◆ **Page extract**:
But given the uncertainty of oil markets and prices, heavy hydrocarbon producers are doing well to keep ramping up output and reducing cost of this increasingly important component of the world's oil supply.

And those efforts may be compromised by environmental concerns ranging from local pollution worries to the impact of the Kyoto Protocol on global warming. Such concerns are certain to be ratcheted up by those who campaign for a switch to alternate energy sources amid rising oil prices.

It adds up to an often overlooked corner of the world oil sector gaining in prominence and in debate as a key component of future energy supply.

World potential

Some estimates put the total global heavy hydrocarbon resource in place at more than 6 trillion bbl.

According to the International Energy Agency, worldwide oil shale resources exceed 3.5 trillion bbl; however, potential oil shale reserves are put at a mere 160 billion bbl. Despite the massive oil shale resources in the US, former Soviet Union, China, Brazil, and Canada, tiny Estonia is the world's largest producer of shale oil at about 3,000 b/d.

Bitumen alone has been pegged at a worldwide resource in place of more than 3 trillion bbl. Canada's bitumen resource in place has been estimated at 1.7-2.5 trillion bbl, mainly in Alberta. Of that total, Canada's potential oil sands reserves are 315 billion bbl under expected technology and economic conditions, according to the Alberta Energy and Utilities Board (EUB). The agency put Alberta's "established" remaining reserves of in situ and mineable bitumen at 174 billion bbl in 2002, down slightly from 2001 due to production. Up to that point, only 2% of Alberta's initial established bitumen reserves had been produced.

When Oil & Gas Journal last year accepted EUB's estimate of established oil sands reserves, it vaulted Canada up the ranks of the world's largest oil reserve holders to No. 2. And that provoked a storm of controversy.

In a recent commentary written for the Calgary Herald daily newspaper, EUB Chairman Neil McCrank took note of the change in OGJ's numbers.

Writing that, until recently, the agency's responsibility for calculating the province's energy resources "was not very controversial," McCrank noted that while "industry experts took note, few others noticed."

"Last year, things changed," he wrote. "The Oil & Gas Journal, which is a highly regarded international petroleum news magazine, began including Alberta's oil sands reserves for the very first timeUSubsequent to the Journal article, other periodicals began to consider the oil sands."

McCrank also noted some of the skepticism voiced about Alberta's oil sands reserves numbers, adding that he welcomes "a thorough examination of the methods the EUB uses to calculate our estimates of Alberta's crude bitumen reserves."

He contended that the crude bitumen reserves EUB reported are "accurate, independent estimates based upon detailed technical and geological analysis of data obtained from thousands of wells drilled in the oil sands."

◆ **Data section**:
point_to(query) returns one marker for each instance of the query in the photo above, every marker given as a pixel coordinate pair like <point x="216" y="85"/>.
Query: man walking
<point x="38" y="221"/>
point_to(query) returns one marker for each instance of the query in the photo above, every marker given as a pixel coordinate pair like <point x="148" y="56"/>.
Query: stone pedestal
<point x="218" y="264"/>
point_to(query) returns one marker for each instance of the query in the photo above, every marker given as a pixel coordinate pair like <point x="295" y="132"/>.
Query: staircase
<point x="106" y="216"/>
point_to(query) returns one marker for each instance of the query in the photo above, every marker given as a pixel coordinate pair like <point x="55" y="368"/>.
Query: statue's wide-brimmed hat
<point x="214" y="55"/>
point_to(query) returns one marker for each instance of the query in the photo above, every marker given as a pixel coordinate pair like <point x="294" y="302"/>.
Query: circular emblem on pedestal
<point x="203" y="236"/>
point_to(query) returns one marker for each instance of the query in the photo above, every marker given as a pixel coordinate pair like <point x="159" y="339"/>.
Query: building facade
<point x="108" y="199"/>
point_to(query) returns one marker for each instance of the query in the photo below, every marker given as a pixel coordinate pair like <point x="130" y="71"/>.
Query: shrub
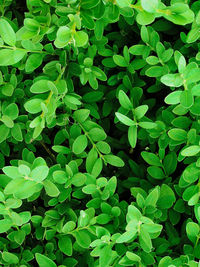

◆ **Set tasks**:
A) Answer these questions from the passage on heavy hydrocarbons:
(i) Which country is the world's largest producer of shale oil, and at about what rate?
(ii) At what figure did the EUB put Alberta's "established" remaining reserves of in situ and mineable bitumen in 2002?
(iii) To what rank among the world's largest oil reserve holders did Canada rise when Oil & Gas Journal accepted the EUB's estimate?
B) Rename "Kyoto Protocol" as "Paris Agreement" in the passage on heavy hydrocarbons, and give its text from "But given the" up to and including "future energy supply.".
C) Write what follows the last sentence of the passage on heavy hydrocarbons and Alberta's oil sands.

◆ **Outputs**:
A)
(i) Estonia, at about 3,000 b/d.
(ii) 174 billion bbl.
(iii) No. 2.

B)
But given the uncertainty of oil markets and prices, heavy hydrocarbon producers are doing well to keep ramping up output and reducing cost of this increasingly important component of the world's oil supply.

And those efforts may be compromised by environmental concerns ranging from local pollution worries to the impact of the Paris Agreement on global warming. Such concerns are certain to be ratcheted up by those who campaign for a switch to alternate energy sources amid rising oil prices.

It adds up to an often overlooked corner of the world oil sector gaining in prominence and in debate as a key component of future energy supply.

C)
While noting that his agency is currently working to update Alberta's crude bitumen reserves estimates, "Uat this time, the EUB does not expect any significant change in our reserves estimates upon completion of the review.

"The EUB takes its responsibilities to provide accurate oil sands reserves estimates very seriously," McCrank wrote. "And we stand behind our numbers."

According to the IEA, Venezuela's bitumen and extra-heavy crude oil resource in the Orinoco oil belt totals 1.2 trillion bbl. It estimates ultimate potential reserves there at 270 billion bbl.

The US Geological Survey acknowledged the vastness of heavy hydrocarbon resources even though the agency didn't include them in its 2000 assessment of the world's hydrocarbon resources.

"There are significant volumes of heavy oil and tar sands in the world, Venezuela, the Siberian basins, the Middle East (Zagros), etc.," Thomas Ahlbrandt, world energy project chief with the US Geological Survey in Denver, told OGJ. "In our USGS assessment it would have been good to have included heavy oil and tar sands, but we didn't have an appropriate and endorsed methodology for such unconventional resources.

"We actually conducted an assessment of a prototype methodology for the Orinoco heavy oil belt; we got big numbers, but you won't see them reported anywhere (in the assessment)."

In a paper presented at a 1998 heavy oil and tar sands conference in Beijing, Douglas Lanier of Chevron Petroleum Technology (now part of ChevronTexaco Corp.), put the heavy hydrocarbon resource in perspective: "Conventional oil and gas each has a remaining reserve of 800 billion to 1 trillion boe. Considering a resource base of about 6.3 trillion bbl of oil in place and a recovery factor of about 15%, heavy oil is an equivalent resource, approximately one third of the world total oil and gas reserves."

"It is clear that huge volumes of nonconventional oil exist around the world," Wood Mackenzie Ltd. analysts Derek Butter and Martin Purvis told OGJ. "and Wood Mackenzie estimates the remaining commercial reserves (including only reserves that are under development or where firm development plans exist) in Canada's oil sands alone to be 26 billion bbl as of Jan. 1, 2003. Estimates for the in-place bitumen in Canada's oil sands has been placed as high as 2 trillion bbl.

"To put these figures into perspective, production in 2003 is expected to be approximately 500,000 b/d, which gives an R/P ratio of almost 150 years for existing and planned operations. At 2 trillion bbl the R/P ratio becomes almost irrelevant."

An even bigger gap between resource base and production outlook exists for oil shale. In responses to OGJ queries, both sides of the peak-oil debate gave scant attention to this resource—the result, no doubt, of its "white elephant" reputation stemming from the rapid boom-and-bust, government-subsidized projects in the US West of 2 decades ago.

But William F. Lawson, director of the US Department of Energy's National Petroleum Technology Office in Tulsa, isn't ready to write off oil shale just yet.

"Three fourths of the world oil shale reserves are in the US," he noted. "To restart an oil shale industry in the US will take a decade and could build substantially after that.

"With an estimated 2 trillion bbl of oil technically recoverable from US oil shales, it is only a matter of time before it is exploited. However, if it is to help make up the gap between supply and demand, we need to start now."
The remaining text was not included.